• _Source passage_
## start

Skip to content

ActionSwitch: Class-agnostic Detection of Simultaneous Actions in Streaming Videos

Conference: ECCV 2024
arXiv: 2407.12987
Code: https://github.com/hyolim-kang/ActionSwitch
Area: Video Understanding / Online Temporal Action Localization
Keywords: Online Temporal Action Localization, Class-agnostic Detection, Overlapping Actions, Conservativeness Loss, Finite State Machine

TL;DR

ActionSwitch is proposed—the first online temporal action localization (On-TAL) framework to detect overlapping action instances in streaming videos without category information. The core idea is to model multi-action detection as a state classification problem for a finite state machine, augmented by a conservativeness loss to reduce fragmented false positives. It achieves SOTA among OAD-extension methods on datasets such as THUMOS14, FineAction, and Epic-Kitchens 100.

Background & Motivation

Online action detection (OAD) only performs frame-level classification, lacking instance-level understanding, whereas online temporal action localization (On-TAL) requires determining the start and end times of each action instance in video streams in real-time. Existing On-TAL methods face two core limitations: (1) Inability to handle overlapping actions: Class-agnostic OAD models output only 0/1, which causes multiple co-occurring actions to be merged into a single instance. Although class-aware methods can group tokens by class, they struggle when overlapping actions of the same class occur (e.g., heavily overlapping same-class actions in Epic-Kitchens), and manual threshold tuning becomes highly inflexible as the number of classes increases. (2) Fragmented detections: The inherent instability of frame-by-frame decision-making leads to a single long action being fragmented into multiple short instances. Moreover, pre-defining all action classes is impractical in open-world scenarios, making the decoupling of proposal generation from classification a more reasonable design.

## end

• _Recorded data_
## start

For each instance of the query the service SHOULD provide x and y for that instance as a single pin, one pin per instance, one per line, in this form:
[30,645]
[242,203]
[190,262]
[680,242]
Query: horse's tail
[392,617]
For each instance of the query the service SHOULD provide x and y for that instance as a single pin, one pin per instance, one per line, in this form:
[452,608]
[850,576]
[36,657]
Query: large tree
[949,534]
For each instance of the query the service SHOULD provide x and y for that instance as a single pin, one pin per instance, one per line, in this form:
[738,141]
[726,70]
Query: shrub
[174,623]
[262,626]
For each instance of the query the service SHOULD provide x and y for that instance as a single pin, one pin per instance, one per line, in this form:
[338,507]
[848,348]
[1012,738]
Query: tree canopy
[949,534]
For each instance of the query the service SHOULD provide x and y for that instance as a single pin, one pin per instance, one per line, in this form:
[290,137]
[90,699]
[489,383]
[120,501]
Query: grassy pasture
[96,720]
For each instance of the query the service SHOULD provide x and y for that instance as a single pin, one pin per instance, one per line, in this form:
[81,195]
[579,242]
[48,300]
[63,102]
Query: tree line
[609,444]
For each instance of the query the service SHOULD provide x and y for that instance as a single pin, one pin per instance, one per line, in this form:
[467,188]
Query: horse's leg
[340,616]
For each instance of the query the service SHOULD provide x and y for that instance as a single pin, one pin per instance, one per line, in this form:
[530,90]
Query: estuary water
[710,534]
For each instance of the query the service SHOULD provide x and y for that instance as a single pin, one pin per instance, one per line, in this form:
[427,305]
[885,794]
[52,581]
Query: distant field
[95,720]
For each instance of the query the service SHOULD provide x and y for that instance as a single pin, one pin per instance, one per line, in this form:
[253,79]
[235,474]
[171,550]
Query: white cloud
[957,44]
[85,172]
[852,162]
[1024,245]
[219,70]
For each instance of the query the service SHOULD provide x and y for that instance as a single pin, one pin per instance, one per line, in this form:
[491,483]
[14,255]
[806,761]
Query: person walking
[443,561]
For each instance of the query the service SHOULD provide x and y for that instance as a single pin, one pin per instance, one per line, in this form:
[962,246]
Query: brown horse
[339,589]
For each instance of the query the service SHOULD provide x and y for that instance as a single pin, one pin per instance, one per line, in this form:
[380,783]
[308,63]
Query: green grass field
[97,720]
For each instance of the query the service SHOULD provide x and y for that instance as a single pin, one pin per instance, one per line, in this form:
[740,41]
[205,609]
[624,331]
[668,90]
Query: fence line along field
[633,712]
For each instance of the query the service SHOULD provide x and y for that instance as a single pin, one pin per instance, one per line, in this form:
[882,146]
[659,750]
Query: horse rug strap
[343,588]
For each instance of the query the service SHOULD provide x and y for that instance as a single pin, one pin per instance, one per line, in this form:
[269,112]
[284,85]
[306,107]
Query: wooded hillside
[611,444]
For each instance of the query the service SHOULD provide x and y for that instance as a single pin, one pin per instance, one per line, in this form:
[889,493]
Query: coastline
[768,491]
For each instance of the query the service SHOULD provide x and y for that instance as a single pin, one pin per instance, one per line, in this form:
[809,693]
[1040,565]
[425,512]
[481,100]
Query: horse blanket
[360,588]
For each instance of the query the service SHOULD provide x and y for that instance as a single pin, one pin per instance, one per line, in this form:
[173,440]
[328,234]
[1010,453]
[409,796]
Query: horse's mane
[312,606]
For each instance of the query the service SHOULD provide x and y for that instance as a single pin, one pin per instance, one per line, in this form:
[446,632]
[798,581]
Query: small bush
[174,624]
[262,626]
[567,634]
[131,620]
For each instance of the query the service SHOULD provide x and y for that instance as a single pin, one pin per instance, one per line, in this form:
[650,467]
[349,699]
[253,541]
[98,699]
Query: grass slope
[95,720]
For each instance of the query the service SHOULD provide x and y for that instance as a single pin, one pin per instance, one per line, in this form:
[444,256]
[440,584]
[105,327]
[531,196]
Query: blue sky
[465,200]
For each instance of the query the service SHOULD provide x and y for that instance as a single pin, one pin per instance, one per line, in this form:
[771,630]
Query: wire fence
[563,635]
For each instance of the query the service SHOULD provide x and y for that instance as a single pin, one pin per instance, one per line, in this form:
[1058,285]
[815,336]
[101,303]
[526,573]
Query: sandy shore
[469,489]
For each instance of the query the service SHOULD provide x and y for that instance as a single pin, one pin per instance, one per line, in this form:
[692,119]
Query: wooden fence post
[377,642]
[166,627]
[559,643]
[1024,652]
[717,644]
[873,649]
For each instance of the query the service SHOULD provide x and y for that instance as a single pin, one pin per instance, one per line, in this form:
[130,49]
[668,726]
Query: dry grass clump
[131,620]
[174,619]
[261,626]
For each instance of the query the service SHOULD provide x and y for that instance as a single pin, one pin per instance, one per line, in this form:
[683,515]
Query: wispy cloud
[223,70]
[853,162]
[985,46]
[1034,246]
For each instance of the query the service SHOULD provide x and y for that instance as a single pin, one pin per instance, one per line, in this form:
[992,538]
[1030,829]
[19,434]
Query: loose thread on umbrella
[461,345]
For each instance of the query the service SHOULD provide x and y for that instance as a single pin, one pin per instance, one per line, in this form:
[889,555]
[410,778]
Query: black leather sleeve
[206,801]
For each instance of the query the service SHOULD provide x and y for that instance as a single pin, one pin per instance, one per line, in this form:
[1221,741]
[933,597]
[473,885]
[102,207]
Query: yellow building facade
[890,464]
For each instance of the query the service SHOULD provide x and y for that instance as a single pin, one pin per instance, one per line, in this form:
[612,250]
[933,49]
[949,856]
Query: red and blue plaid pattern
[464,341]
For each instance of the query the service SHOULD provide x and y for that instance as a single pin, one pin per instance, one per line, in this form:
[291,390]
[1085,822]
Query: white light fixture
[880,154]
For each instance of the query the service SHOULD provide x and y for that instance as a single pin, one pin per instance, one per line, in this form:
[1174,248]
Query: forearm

## end

• _The tasks_
(1) From the ActionSwitch page, reproduce the passage starting with "ActionSwitch: Class-agnostic Detection" and going on through "and Epic-Kitchens 100.".
(2) According to the ActionSwitch page, what problem does ActionSwitch model multi-action detection as?
(3) Decide whether each statement agrees with the ActionSwitch page, answering yes or no and quoting the deciding words. (a) Class-agnostic OAD models output only 0/1. (b) Online action detection determines the start and end times of each action instance. (c) The conservativeness loss is intended to reduce fragmented false positives.

• _Responses to the exercise_
(1)
ActionSwitch: Class-agnostic Detection of Simultaneous Actions in Streaming Videos

Conference: ECCV 2024
arXiv: 2407.12987
Code: https://github.com/hyolim-kang/ActionSwitch
Area: Video Understanding / Online Temporal Action Localization
Keywords: Online Temporal Action Localization, Class-agnostic Detection, Overlapping Actions, Conservativeness Loss, Finite State Machine

TL;DR

ActionSwitch is proposed—the first online temporal action localization (On-TAL) framework to detect overlapping action instances in streaming videos without category information. The core idea is to model multi-action detection as a state classification problem for a finite state machine, augmented by a conservativeness loss to reduce fragmented false positives. It achieves SOTA among OAD-extension methods on datasets such as THUMOS14, FineAction, and Epic-Kitchens 100.

(2) A state classification problem for a finite state machine.

(3)
(a) Yes: "Class-agnostic OAD models output only 0/1"
(b) No: "Online action detection (OAD) only performs frame-level classification, lacking instance-level understanding"
(c) Yes: "augmented by a conservativeness loss to reduce fragmented false positives"